Copy the listing from the line containing "segment(query) segments every" through the last line of the listing, changing "noun phrase" to "search phrase" and leaving everything else the same.

### Information provided
+ + + + + + +
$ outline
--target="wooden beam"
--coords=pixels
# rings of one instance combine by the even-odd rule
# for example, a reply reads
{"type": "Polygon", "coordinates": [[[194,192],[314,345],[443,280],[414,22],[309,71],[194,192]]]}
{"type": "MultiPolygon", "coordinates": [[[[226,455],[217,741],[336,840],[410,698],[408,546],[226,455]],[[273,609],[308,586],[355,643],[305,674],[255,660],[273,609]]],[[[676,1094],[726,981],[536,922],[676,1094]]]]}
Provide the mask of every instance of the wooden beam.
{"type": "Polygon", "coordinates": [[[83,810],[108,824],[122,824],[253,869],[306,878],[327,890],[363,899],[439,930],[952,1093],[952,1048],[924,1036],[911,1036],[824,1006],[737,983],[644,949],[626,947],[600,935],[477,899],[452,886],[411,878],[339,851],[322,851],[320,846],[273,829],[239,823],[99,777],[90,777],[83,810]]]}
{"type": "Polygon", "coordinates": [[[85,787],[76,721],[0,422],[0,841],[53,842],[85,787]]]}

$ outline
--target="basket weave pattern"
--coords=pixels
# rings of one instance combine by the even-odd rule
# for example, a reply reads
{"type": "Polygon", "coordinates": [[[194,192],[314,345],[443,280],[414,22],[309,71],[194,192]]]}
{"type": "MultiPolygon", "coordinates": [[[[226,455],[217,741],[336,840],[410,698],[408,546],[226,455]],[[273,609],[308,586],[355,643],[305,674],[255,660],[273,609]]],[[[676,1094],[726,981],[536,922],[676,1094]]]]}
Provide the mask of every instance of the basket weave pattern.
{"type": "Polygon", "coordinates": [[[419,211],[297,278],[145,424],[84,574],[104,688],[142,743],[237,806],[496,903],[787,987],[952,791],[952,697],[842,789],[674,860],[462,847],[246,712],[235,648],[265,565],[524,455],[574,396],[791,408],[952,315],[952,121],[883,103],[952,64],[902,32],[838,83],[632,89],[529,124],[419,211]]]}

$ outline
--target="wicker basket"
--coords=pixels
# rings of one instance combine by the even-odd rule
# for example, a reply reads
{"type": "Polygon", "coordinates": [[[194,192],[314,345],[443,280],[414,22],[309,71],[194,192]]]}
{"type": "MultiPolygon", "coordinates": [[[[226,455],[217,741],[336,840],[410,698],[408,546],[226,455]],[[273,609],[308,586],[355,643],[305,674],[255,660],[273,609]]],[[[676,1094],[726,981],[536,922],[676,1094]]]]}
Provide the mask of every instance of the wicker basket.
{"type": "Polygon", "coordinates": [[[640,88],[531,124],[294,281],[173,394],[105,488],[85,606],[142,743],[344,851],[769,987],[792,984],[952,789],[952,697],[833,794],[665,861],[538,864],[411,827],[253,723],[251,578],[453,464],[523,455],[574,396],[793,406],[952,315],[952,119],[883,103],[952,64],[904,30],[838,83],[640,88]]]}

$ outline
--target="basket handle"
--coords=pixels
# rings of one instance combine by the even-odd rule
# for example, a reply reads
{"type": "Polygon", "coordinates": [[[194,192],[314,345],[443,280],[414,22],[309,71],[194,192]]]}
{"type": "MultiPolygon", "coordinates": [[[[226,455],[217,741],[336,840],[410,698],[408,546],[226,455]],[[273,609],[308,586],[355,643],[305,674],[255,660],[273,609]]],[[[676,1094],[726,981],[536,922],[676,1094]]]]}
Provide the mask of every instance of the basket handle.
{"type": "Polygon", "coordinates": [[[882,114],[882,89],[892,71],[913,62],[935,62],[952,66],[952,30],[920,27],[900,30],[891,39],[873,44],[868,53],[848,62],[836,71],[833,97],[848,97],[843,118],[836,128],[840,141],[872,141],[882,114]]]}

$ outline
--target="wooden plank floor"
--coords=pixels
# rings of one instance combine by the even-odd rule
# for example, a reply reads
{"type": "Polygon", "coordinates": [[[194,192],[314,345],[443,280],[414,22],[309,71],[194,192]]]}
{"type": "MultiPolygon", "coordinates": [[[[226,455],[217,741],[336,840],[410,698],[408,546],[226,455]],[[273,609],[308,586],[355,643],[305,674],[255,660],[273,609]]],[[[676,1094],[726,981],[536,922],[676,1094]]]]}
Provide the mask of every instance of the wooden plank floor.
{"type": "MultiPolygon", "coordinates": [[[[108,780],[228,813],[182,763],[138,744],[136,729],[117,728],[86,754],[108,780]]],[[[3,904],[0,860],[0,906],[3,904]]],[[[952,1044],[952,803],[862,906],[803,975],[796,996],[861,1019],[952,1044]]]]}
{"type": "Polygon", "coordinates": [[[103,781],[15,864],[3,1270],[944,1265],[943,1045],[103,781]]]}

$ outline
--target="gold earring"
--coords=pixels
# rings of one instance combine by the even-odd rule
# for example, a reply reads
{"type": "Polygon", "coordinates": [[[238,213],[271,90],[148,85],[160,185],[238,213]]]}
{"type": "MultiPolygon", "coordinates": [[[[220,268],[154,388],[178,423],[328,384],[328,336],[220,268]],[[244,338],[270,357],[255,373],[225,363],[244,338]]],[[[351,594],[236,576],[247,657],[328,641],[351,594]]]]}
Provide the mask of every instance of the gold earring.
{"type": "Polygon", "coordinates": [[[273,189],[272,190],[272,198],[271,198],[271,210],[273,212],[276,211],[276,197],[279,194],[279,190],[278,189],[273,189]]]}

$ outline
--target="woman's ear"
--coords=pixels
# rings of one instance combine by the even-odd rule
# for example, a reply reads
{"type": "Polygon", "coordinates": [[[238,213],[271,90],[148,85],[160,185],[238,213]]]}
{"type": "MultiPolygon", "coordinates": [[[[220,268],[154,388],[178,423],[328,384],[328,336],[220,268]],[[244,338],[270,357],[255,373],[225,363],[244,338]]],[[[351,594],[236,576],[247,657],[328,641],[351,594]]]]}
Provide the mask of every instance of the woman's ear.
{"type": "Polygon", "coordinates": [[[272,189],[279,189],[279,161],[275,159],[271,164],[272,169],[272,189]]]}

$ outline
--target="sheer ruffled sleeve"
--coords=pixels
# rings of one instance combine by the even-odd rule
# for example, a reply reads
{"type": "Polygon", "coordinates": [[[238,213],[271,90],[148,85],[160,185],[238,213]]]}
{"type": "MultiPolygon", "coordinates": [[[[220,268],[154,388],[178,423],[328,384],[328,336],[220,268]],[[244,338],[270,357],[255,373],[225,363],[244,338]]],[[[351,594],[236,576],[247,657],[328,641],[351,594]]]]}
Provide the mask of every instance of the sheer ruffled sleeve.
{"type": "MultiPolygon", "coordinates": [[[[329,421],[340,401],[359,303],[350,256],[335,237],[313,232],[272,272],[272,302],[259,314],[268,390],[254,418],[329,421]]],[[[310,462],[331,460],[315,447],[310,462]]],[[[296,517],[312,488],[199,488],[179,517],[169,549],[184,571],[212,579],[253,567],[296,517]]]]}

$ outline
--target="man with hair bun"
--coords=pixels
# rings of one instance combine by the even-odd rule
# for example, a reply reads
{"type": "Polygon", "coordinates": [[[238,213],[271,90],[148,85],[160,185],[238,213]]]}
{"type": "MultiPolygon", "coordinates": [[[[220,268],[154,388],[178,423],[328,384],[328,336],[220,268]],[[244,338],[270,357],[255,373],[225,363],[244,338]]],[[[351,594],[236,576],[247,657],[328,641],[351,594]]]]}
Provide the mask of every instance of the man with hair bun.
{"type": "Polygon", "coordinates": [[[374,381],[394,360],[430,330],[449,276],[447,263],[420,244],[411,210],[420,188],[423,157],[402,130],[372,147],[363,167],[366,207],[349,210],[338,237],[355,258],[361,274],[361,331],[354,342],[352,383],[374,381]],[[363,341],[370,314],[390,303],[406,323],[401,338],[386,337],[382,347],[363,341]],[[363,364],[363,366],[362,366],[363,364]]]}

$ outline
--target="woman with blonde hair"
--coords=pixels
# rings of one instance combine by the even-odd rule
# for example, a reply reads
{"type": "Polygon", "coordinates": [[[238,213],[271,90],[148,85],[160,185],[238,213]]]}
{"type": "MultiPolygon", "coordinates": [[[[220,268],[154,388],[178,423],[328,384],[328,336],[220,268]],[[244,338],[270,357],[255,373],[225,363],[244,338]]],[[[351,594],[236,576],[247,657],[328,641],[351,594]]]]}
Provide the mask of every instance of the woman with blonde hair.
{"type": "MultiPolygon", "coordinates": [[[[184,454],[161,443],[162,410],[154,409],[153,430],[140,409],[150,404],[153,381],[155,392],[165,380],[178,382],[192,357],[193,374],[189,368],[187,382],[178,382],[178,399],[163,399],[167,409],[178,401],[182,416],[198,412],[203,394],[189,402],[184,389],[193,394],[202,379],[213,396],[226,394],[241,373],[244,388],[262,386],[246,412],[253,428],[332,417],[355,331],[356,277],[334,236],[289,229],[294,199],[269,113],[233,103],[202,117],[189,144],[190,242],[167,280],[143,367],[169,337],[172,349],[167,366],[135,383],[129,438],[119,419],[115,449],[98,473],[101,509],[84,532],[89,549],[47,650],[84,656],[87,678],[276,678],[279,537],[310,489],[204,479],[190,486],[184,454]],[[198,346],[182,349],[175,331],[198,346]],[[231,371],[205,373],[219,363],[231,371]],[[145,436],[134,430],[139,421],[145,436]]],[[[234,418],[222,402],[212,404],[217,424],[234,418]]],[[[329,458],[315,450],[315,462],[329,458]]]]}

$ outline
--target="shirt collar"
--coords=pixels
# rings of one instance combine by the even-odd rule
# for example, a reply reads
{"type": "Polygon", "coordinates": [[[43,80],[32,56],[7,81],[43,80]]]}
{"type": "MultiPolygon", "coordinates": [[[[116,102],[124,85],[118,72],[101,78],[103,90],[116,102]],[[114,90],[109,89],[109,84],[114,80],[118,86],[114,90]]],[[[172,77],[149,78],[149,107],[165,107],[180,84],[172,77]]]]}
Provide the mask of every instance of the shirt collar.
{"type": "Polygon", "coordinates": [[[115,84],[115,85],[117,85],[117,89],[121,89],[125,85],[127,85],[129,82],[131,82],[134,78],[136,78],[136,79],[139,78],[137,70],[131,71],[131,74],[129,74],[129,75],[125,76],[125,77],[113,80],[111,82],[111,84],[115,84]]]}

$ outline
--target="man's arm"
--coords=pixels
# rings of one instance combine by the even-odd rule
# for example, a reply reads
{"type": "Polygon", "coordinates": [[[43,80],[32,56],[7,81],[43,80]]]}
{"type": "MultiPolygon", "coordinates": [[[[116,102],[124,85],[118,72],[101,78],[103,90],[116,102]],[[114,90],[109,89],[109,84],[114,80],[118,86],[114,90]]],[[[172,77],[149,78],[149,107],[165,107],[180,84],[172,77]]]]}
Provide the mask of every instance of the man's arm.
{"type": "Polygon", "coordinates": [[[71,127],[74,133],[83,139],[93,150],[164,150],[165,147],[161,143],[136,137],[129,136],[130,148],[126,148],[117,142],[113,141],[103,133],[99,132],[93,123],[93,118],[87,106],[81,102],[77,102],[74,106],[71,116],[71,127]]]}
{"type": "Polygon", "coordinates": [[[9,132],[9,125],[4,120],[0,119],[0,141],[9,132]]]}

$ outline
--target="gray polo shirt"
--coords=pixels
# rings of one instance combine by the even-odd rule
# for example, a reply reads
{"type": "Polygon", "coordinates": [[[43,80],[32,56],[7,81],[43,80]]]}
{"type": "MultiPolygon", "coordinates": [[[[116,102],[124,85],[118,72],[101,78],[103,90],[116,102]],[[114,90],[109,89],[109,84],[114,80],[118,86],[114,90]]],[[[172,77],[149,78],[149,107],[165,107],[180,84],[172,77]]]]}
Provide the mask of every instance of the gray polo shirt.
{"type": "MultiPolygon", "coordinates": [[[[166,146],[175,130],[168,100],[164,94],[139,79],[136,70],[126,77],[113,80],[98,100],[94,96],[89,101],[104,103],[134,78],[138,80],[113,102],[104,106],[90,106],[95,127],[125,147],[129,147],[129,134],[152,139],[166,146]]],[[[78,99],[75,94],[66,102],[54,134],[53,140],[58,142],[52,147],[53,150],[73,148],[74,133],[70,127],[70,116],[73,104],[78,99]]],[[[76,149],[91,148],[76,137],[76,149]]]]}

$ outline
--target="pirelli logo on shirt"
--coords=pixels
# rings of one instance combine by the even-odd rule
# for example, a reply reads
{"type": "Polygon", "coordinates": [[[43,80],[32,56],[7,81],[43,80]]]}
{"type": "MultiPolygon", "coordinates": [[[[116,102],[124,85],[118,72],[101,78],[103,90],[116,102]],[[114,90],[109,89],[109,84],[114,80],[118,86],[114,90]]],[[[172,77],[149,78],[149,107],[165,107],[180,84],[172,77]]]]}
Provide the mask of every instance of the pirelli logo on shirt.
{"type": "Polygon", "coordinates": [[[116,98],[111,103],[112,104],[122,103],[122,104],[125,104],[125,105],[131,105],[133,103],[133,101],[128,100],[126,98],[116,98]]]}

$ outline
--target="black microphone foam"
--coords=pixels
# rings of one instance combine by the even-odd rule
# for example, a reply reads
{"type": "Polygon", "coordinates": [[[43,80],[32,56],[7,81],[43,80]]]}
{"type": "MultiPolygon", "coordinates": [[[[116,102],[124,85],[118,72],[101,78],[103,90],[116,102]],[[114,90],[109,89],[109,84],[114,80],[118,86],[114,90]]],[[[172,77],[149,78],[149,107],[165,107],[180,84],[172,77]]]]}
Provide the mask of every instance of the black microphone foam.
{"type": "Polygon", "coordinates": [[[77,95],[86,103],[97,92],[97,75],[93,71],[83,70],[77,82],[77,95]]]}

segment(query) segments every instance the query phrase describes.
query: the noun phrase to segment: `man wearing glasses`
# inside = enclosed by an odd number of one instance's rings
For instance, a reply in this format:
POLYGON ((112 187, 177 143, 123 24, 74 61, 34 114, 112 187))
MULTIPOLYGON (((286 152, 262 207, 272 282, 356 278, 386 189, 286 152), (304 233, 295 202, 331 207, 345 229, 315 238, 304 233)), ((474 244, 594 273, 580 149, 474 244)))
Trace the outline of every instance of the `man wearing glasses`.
+ + + + + + +
### Answer to this exercise
segment(query) segments every instance the query phrase describes.
query: the search phrase to segment: `man wearing glasses`
# inside = enclosed by an odd number of one instance's rings
For instance, a reply in this format:
POLYGON ((112 187, 177 143, 123 24, 74 61, 34 114, 112 187))
MULTIPOLYGON (((286 152, 262 207, 272 282, 356 278, 386 189, 286 152), (304 233, 295 202, 331 207, 345 229, 315 238, 304 233)), ((474 244, 594 273, 580 149, 474 244)))
Trace the outline of every instance of the `man wearing glasses`.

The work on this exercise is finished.